WORK INSTRUCTIONS - The data below is to be returned in full and exactly.

DATA SHOWN -
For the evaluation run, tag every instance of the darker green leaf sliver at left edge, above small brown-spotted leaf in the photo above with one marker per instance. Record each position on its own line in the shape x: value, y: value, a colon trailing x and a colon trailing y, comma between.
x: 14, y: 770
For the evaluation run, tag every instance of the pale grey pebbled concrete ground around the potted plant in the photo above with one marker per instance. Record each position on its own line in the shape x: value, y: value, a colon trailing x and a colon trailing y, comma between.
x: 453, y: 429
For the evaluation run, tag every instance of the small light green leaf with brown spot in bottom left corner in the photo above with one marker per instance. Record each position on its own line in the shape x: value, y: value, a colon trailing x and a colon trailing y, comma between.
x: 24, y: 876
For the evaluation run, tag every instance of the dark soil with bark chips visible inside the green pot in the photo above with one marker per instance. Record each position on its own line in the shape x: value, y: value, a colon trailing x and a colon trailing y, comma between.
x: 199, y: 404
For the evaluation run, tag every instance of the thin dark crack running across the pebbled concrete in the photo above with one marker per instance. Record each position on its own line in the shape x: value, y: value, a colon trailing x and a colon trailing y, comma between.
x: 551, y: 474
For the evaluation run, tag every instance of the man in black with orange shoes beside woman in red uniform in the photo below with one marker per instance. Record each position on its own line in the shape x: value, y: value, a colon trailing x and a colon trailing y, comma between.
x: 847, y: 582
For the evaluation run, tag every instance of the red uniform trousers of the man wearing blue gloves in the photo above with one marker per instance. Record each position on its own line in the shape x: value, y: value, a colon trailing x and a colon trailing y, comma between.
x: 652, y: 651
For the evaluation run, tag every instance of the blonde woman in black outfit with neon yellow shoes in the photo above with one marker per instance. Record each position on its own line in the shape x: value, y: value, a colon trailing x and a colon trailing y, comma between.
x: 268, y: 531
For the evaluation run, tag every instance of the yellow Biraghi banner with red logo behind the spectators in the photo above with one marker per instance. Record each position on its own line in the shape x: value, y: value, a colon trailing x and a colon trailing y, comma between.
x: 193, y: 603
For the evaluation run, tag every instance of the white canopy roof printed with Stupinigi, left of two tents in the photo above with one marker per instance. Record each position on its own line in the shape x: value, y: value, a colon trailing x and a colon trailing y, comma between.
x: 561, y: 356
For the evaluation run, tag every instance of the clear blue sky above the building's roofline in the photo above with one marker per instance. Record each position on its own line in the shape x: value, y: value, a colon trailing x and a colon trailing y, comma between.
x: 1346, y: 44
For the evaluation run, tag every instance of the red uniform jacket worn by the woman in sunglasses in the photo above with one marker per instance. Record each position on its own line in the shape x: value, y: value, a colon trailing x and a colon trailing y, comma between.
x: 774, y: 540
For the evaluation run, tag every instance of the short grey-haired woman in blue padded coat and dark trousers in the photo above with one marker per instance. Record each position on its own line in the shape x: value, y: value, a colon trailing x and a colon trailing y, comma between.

ANSWER TO THE PROBLEM -
For the evaluation run, tag every instance of the darker green leaf sliver at left edge, above small brown-spotted leaf in the photo above with one marker per instance. Record each position on its own line in the shape x: value, y: value, a colon trailing x and a colon trailing y, comma between.
x: 14, y: 770
For the evaluation run, tag every instance of the pale grey pebbled concrete ground around the potted plant in the photo above with one marker per instance. Record each position on its own line in the shape x: value, y: value, a colon trailing x and a colon trailing y, comma between.
x: 453, y: 429
For the evaluation run, tag every instance of the small light green leaf with brown spot in bottom left corner in the photo above with one marker per instance. Record each position on its own line in the shape x: value, y: value, a colon trailing x and a colon trailing y, comma between.
x: 24, y: 876
For the evaluation run, tag every instance of the dark soil with bark chips visible inside the green pot in the photo above with one marker per instance. Record each position on its own line in the shape x: value, y: value, a colon trailing x and a colon trailing y, comma between.
x: 199, y: 404
For the evaluation run, tag every instance of the thin dark crack running across the pebbled concrete in the photo above with one marker per instance. Record each position on its own line in the shape x: value, y: value, a colon trailing x and a colon trailing y, comma between.
x: 551, y: 474
For the evaluation run, tag every instance of the man in black with orange shoes beside woman in red uniform in the photo below with one marker per instance. Record each position on its own line in the shape x: value, y: value, a colon trailing x and a colon trailing y, comma between.
x: 847, y: 582
For the evaluation run, tag every instance of the red uniform trousers of the man wearing blue gloves in the photo above with one marker per instance. Record each position on its own line in the shape x: value, y: value, a colon trailing x and a colon trailing y, comma between.
x: 652, y: 651
For the evaluation run, tag every instance of the blonde woman in black outfit with neon yellow shoes in the photo above with one marker per instance. Record each position on its own line in the shape x: value, y: value, a colon trailing x and a colon trailing y, comma between.
x: 268, y: 531
For the evaluation run, tag every instance of the yellow Biraghi banner with red logo behind the spectators in the photo above with one marker per instance. Record each position on its own line in the shape x: value, y: value, a colon trailing x and a colon trailing y, comma between.
x: 193, y: 603
For the evaluation run, tag every instance of the white canopy roof printed with Stupinigi, left of two tents in the photo above with one marker per instance. Record each position on its own line in the shape x: value, y: value, a colon trailing x and a colon trailing y, comma between.
x: 561, y: 356
For the evaluation run, tag every instance of the clear blue sky above the building's roofline in the photo above with one marker per instance. Record each position on its own line in the shape x: value, y: value, a colon trailing x and a colon trailing y, comma between.
x: 1346, y: 44
For the evaluation run, tag every instance of the red uniform jacket worn by the woman in sunglasses in the photo above with one marker per instance. Record each position on its own line in the shape x: value, y: value, a colon trailing x and a colon trailing y, comma between.
x: 774, y: 540
For the evaluation run, tag every instance of the short grey-haired woman in blue padded coat and dark trousers in the photo above with one marker per instance. Record each position on its own line in the shape x: value, y: value, a colon trailing x and a colon trailing y, comma between.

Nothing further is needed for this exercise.